■ EXPLORE THE MATERIAL:
A - Condense the paragraph of the mock children's book beginning "In school, you'll be bullied" into a single shorter sentence that keeps its main points.
B - Extend the mock children's book past its final line with new text in the same voice.

■ DOCUMENT PASSAGE:
Monday, January 13, 2014

This is Your Life, a Children's Inspirational Book

This is Your Life
A children's inspirational book
by T. Pascal
When you were born, you caused a great deal of damage to your precious mother's body. She was grateful to expel you from her body.
  As you grew, you were a vapid milk-farting, vomit-spewing attention hog. If you were abandoned or abused or neglected, it wasn't your fault because you had no agency and had no choice in the matter. You'll likely blame yourself anyway.
  You aren't special, in fact you're quite mediocre. Those 8th place medals are just symbols of lies you'll be told.
  And then, there's the problem with your name.
  In school, you'll be bullied and taunted. If you are different in any way, (and you are guaranteed to be different somehow) you'll be mercilessly pummelled back into an average sized societal shape that no one likes and few enjoy.
  In high school you'll either be a virgin or a whore, either of which are preferable to being gay.
  Your insides will be so broken it's like chewing on glass and sand and pebbles, which is better than feeling nothing. Except you'll anesthetise yourself to feel nothing, and you'll wish for suffering so you can feel again. You'll just pine from the days when you could wipe your ass clean in two wipes.
  If you don't start drinking or drugs by high school, you'll be doomed to face the world mostly sober, a fate worse than prison.

■ SOURCE INFORMATION:
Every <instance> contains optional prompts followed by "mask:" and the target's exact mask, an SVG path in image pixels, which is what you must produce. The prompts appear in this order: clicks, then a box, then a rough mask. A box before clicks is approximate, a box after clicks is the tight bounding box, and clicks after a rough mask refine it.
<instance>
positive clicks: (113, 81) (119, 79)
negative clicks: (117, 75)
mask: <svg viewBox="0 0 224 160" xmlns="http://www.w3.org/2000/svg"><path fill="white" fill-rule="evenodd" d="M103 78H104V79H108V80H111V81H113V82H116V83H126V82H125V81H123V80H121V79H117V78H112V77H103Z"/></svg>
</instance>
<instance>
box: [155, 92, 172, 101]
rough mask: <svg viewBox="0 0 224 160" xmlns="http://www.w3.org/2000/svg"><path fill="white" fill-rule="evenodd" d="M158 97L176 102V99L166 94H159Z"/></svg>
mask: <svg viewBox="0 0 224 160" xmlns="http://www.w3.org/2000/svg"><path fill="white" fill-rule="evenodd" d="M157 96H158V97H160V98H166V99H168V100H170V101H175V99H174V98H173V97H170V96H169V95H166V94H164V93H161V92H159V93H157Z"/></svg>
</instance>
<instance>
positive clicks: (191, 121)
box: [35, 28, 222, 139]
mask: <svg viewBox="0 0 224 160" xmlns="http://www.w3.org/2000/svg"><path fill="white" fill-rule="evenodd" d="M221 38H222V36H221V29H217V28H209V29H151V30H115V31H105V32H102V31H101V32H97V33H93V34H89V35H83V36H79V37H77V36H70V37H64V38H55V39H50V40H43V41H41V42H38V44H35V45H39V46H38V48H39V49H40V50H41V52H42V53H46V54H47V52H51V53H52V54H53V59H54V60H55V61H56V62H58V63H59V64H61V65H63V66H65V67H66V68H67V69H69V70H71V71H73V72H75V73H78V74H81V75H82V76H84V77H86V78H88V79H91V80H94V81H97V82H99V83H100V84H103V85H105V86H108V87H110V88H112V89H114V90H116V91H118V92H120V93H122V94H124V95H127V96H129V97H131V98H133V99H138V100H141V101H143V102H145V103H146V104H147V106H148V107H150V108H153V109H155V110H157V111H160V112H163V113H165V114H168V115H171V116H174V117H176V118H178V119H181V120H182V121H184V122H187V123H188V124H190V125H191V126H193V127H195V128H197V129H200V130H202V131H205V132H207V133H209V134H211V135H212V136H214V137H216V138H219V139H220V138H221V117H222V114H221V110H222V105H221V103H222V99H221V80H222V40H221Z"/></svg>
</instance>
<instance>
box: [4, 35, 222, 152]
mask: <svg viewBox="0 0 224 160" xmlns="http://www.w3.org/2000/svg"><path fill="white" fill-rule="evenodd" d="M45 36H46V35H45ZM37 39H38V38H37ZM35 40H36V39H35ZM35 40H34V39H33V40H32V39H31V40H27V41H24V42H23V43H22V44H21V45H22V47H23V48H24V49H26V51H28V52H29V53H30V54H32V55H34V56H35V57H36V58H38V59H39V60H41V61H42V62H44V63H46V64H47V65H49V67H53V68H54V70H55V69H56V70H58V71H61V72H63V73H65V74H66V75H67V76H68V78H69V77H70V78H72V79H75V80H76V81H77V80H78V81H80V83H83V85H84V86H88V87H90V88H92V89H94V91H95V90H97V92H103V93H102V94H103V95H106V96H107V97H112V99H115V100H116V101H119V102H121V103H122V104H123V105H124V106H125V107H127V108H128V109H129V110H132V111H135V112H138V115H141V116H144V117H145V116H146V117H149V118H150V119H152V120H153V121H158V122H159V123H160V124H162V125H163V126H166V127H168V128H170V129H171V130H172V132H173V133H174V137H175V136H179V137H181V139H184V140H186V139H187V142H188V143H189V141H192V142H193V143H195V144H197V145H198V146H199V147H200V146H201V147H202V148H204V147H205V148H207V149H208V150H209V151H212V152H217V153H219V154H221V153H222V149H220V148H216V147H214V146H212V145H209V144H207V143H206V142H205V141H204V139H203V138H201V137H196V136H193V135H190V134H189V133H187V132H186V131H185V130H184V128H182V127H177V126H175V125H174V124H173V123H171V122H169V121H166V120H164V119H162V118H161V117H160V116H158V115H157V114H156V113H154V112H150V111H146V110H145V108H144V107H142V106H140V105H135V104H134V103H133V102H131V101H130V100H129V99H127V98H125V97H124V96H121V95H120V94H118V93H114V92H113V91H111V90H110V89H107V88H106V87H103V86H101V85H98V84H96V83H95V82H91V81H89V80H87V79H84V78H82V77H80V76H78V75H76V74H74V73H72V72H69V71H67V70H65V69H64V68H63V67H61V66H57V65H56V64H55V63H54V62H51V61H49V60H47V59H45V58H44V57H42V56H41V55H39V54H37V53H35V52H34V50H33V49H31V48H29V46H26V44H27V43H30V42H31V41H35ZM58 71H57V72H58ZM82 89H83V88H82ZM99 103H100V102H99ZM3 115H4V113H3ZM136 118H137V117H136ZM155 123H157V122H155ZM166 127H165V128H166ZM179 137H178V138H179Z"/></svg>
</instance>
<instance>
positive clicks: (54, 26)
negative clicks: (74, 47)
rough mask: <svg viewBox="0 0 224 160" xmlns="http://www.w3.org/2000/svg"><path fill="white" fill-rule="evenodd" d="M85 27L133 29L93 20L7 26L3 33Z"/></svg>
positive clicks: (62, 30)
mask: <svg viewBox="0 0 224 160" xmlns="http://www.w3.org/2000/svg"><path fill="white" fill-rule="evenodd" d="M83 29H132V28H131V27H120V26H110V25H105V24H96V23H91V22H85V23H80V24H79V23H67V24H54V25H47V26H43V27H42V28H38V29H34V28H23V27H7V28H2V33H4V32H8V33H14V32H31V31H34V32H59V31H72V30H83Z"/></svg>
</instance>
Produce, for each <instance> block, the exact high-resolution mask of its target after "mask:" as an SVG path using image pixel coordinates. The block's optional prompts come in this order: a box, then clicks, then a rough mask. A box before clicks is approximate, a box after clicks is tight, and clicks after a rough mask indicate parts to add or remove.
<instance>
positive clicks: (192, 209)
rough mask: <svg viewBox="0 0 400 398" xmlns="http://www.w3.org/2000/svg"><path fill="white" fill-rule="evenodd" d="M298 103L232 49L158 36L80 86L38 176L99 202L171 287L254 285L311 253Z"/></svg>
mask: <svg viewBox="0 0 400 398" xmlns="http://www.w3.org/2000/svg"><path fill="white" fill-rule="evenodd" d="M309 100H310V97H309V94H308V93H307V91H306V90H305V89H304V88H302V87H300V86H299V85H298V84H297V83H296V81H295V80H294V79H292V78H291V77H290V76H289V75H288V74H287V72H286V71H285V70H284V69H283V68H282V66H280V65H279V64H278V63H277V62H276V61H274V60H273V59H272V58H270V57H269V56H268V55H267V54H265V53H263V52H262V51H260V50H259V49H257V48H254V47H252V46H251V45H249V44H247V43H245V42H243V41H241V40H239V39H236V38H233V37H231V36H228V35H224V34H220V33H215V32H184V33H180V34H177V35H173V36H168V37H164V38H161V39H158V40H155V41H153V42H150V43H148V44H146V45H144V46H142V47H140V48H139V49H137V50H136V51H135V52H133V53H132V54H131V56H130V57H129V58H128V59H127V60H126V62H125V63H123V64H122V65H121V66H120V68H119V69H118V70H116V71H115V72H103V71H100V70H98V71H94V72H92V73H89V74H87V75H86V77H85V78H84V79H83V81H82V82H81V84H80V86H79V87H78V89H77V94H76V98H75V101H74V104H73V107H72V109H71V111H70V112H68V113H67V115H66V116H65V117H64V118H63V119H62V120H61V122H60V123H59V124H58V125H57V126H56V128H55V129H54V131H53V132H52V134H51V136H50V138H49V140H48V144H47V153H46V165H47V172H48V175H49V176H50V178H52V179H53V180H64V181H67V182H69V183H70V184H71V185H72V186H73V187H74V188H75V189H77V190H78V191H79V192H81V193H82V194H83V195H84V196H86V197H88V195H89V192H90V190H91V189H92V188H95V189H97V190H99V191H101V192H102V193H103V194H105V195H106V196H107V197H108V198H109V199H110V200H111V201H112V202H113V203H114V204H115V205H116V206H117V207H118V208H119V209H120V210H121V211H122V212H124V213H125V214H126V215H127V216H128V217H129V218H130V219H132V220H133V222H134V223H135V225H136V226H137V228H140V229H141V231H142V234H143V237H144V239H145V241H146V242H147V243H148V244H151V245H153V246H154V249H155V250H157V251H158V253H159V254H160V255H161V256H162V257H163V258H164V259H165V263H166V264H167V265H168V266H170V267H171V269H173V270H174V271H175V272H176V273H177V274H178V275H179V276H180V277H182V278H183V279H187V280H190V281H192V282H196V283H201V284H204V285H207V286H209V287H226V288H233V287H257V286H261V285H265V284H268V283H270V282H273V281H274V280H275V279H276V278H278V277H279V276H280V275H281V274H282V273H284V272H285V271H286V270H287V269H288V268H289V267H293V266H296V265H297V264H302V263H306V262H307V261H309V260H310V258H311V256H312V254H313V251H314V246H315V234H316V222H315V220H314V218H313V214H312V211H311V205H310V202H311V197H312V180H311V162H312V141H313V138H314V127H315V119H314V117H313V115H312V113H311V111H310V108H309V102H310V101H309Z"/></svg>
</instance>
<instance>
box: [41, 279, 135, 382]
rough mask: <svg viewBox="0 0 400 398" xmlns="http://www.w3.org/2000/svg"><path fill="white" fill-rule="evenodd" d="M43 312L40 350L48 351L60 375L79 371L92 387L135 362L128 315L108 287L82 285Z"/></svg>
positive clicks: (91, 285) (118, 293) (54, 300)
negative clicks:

■ RESPONSES IN ORDER:
A - In school you'll be bullied and taunted, and because you're certain to differ in some way, you'll be brutally beaten back into an average societal shape that few people like.

B -
  You will learn the hell that is family, learning this painful lesson each year during the holidays.
  Your sexual awakening will be awkward and embarrassing at best. Revolting and scaring at worst.
  You'll go through a memory box full of useless trash you've collected throughout your life, wondering if you could have made something of yourself if you had done something or nothing or anything different. Don't worry, you won't amounted to much anyway.
  You will be subjected to all kinds of racism, sexism, ageism, and intolerance from people who know how you should live your life. That's ok, you'll do the same to them.
  Assuming you aren't brave enough to kill yourself and you're too cowardly to be homeless, you'll seek out a job that you will hate and work with co-workers who hate you.
  The good news is they're just as scared of revealing their incompetence to you as you are scared to reveal yourself to them.
  You'll be alone so long you'll wish you were dead, but if it were that easy, everyone would be dead.
  When you sleep, you might dream, but they become nightmares. Not dreaming is an option, just take lots of drugs.
  Speaking of dreams, they'll tell you to dare to dream. Why "dare"? You don't want to find out.
  You'll wake up one morning and think, "Am I in heaven? Is it a beautiful day?" No, you're not. And no, it's not.
They say there is someone special out there for you. It's a lie you stop believing quickly.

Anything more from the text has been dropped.